§ **DATASET EXTRACT**

++++++++

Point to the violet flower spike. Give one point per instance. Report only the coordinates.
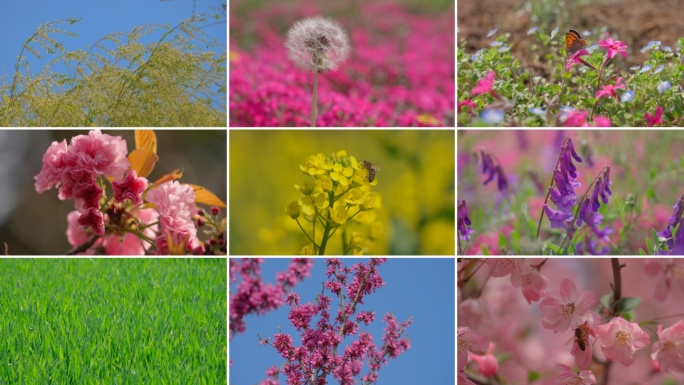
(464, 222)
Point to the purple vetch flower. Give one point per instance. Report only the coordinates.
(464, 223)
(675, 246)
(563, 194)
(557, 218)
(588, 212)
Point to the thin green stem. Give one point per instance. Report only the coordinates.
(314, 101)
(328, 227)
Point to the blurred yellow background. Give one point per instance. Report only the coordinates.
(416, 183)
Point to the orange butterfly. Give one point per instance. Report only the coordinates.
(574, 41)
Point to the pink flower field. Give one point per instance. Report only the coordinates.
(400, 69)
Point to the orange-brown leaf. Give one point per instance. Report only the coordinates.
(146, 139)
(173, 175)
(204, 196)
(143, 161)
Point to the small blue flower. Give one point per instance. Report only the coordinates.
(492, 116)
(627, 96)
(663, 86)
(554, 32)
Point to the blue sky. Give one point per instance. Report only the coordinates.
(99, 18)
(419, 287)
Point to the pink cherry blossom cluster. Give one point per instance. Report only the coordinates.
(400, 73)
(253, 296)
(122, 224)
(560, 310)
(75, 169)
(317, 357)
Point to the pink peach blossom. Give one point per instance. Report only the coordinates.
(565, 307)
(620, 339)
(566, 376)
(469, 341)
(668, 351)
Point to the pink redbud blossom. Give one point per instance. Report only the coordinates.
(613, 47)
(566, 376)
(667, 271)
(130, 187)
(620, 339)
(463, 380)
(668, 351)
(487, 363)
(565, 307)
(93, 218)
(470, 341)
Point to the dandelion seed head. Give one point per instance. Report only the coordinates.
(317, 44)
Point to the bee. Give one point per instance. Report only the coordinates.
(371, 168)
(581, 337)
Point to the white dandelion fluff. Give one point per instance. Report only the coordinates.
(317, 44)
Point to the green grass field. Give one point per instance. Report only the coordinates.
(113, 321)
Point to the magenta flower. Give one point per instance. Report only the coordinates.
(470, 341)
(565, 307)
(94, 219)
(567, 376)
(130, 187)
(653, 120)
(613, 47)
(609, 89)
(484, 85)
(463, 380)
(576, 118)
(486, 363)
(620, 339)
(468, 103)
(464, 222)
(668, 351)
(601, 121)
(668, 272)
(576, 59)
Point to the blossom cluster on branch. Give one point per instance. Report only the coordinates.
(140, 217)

++++++++

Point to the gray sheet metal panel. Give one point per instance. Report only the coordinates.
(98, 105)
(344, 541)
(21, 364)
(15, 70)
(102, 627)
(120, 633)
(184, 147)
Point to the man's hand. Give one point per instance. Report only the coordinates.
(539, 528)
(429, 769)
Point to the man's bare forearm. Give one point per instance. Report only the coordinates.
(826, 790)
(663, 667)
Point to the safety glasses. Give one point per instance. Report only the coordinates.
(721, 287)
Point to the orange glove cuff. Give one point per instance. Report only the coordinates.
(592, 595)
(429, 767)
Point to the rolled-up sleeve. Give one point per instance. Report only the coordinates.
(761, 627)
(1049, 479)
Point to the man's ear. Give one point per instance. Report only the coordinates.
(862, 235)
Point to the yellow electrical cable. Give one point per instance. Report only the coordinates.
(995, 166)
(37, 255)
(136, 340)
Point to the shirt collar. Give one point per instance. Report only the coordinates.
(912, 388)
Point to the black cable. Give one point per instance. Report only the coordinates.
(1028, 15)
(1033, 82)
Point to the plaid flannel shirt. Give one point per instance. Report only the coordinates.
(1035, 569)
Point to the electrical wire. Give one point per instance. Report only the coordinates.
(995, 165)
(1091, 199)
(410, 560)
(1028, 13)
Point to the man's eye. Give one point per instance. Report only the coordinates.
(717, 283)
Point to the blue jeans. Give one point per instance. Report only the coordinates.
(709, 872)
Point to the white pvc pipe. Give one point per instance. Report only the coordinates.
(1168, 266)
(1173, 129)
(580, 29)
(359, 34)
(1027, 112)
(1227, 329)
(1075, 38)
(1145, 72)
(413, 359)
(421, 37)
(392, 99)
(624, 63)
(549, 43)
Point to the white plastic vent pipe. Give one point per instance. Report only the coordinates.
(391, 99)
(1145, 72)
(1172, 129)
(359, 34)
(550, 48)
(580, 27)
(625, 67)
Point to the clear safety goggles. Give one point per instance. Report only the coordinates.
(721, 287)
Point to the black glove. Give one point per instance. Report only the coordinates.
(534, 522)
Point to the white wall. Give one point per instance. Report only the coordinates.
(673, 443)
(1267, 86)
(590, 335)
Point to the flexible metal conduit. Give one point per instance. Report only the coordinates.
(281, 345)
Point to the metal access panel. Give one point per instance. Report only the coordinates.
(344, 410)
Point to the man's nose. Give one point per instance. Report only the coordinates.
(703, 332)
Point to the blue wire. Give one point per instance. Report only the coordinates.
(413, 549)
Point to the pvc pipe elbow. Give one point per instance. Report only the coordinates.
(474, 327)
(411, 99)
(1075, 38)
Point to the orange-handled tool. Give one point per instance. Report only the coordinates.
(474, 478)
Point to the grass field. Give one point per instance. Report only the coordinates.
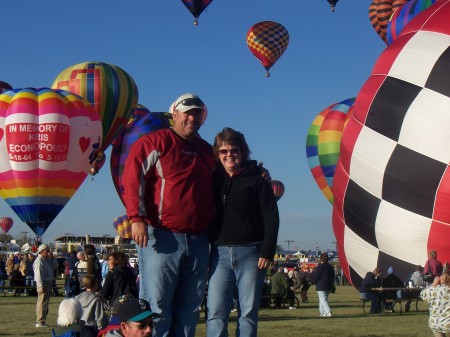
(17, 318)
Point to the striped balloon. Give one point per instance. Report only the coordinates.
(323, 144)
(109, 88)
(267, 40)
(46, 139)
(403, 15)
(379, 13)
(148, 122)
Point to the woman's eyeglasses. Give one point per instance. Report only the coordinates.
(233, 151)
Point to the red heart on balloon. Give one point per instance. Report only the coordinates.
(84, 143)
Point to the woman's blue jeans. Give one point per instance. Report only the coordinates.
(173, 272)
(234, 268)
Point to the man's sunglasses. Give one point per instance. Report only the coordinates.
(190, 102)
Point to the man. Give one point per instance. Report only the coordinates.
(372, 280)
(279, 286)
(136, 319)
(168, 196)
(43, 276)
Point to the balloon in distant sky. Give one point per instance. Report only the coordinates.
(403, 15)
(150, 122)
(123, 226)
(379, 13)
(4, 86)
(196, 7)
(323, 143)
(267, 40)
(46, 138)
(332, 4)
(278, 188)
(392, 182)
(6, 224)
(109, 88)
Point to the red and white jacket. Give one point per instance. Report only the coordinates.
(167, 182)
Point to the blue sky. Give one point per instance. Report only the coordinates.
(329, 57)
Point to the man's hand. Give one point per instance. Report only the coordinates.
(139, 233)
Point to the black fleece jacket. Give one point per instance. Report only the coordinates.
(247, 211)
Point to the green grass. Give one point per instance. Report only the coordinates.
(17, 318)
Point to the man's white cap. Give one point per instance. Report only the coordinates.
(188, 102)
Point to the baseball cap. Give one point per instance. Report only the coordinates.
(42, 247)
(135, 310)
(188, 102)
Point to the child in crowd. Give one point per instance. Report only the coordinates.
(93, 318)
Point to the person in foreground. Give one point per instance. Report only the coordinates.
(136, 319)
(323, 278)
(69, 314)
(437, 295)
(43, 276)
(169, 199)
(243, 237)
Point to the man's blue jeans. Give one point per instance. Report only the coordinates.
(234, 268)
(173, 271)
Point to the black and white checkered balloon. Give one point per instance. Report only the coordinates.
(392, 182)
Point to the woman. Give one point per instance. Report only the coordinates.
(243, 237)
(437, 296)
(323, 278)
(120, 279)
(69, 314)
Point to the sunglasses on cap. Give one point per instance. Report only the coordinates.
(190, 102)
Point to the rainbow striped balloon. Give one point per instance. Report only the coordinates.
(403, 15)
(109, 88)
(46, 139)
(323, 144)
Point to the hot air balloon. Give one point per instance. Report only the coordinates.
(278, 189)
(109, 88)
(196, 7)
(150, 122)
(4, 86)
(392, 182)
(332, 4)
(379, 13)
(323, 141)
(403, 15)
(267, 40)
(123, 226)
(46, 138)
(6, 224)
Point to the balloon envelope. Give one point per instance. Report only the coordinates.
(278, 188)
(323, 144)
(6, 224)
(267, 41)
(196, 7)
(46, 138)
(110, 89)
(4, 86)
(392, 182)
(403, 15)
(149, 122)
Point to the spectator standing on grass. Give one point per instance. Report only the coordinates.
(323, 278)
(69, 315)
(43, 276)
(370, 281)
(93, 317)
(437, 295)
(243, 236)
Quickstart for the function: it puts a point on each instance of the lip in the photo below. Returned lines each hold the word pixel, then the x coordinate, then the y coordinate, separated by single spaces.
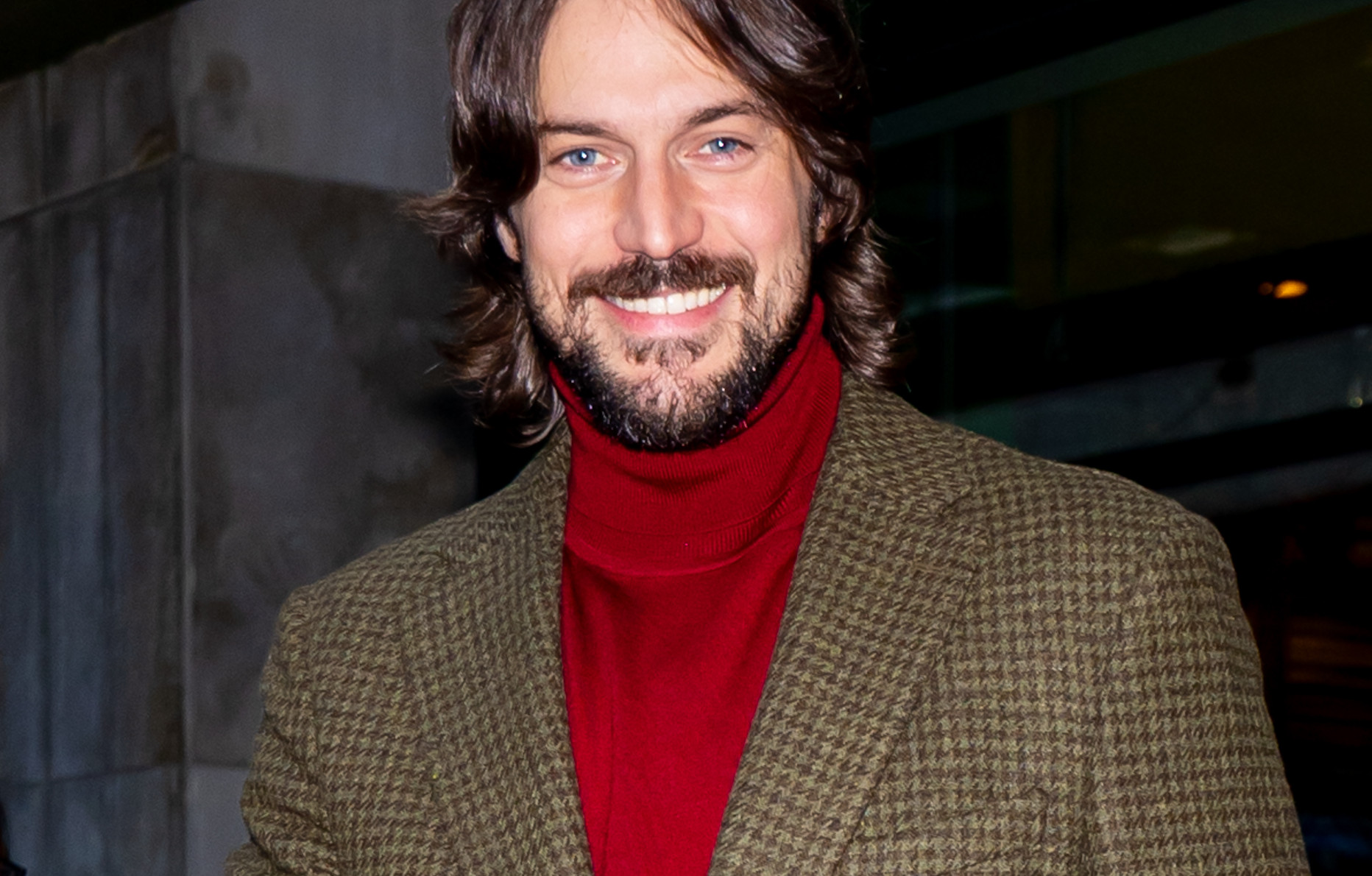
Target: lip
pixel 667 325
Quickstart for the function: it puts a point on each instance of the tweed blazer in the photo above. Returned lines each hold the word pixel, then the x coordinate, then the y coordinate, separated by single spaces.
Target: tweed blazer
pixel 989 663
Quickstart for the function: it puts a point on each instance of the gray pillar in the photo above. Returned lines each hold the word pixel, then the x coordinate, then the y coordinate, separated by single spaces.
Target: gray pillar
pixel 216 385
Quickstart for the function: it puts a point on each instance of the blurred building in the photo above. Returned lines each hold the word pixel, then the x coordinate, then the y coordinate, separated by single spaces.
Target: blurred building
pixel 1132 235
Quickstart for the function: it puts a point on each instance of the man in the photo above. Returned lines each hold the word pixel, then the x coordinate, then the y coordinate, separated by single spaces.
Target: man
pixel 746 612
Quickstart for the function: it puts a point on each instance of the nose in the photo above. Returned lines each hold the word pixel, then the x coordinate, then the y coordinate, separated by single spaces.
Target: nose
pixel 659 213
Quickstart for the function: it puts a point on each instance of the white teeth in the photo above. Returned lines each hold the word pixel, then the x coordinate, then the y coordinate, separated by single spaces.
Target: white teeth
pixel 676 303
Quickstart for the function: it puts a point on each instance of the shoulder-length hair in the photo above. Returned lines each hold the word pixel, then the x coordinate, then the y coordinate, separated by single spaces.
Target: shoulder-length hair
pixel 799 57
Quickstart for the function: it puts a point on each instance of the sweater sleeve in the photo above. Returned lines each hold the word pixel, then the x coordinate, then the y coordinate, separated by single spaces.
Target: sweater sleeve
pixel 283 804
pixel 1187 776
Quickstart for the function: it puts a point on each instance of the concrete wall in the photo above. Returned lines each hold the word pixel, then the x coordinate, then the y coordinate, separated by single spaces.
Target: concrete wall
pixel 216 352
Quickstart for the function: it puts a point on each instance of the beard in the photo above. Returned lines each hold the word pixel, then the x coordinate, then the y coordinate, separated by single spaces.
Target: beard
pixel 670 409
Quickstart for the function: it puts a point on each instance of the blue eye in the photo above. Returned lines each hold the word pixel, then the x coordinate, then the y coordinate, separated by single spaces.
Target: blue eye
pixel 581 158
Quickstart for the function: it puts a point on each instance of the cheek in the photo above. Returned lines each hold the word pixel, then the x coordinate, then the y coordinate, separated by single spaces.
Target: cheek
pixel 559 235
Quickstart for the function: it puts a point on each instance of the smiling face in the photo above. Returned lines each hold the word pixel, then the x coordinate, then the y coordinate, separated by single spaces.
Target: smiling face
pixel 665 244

++++++++

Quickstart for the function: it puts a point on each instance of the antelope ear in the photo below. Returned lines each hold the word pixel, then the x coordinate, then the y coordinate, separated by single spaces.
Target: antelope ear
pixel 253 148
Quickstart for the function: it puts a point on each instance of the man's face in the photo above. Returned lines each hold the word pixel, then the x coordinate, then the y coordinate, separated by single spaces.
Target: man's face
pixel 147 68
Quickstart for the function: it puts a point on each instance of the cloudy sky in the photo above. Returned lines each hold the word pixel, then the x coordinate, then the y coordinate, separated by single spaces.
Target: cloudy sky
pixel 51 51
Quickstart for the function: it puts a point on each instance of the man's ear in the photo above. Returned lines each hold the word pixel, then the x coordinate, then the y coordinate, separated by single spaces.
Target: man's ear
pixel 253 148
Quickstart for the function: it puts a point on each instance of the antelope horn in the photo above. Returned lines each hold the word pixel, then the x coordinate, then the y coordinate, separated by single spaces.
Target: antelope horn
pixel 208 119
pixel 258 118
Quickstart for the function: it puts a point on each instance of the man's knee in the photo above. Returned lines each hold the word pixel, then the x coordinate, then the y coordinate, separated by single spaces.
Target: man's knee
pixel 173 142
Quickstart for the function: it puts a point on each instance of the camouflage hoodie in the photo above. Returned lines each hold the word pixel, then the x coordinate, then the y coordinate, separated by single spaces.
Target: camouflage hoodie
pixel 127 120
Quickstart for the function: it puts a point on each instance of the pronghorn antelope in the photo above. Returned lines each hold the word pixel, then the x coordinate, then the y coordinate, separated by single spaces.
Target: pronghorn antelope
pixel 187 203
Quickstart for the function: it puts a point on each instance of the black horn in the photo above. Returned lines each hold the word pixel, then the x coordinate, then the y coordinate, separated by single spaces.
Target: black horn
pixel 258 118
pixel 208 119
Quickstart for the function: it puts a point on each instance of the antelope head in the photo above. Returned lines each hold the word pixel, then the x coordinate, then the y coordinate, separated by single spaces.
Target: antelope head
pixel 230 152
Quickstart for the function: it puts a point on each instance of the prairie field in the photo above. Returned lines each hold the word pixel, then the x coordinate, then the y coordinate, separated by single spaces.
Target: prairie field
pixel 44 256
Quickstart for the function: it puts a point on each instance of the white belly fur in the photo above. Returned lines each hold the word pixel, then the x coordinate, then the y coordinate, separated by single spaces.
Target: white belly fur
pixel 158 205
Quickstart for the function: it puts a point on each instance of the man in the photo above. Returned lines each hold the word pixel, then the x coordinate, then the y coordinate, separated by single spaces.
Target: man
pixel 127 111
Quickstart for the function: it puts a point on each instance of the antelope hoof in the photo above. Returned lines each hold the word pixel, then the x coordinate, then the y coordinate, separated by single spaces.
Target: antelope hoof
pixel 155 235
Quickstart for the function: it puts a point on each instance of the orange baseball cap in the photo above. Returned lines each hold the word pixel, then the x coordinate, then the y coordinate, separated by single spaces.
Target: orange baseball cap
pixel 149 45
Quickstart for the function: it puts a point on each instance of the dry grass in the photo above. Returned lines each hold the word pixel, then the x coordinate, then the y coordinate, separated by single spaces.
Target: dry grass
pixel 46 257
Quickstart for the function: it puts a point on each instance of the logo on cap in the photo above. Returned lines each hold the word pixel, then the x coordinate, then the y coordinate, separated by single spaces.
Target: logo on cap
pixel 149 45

++++++++

§ **DIRECTIONS**
How many lines of the records contain the string "hoof"? Matching is case-sensitive. Reply with the number alone.

§ **FULL SOLUTION**
2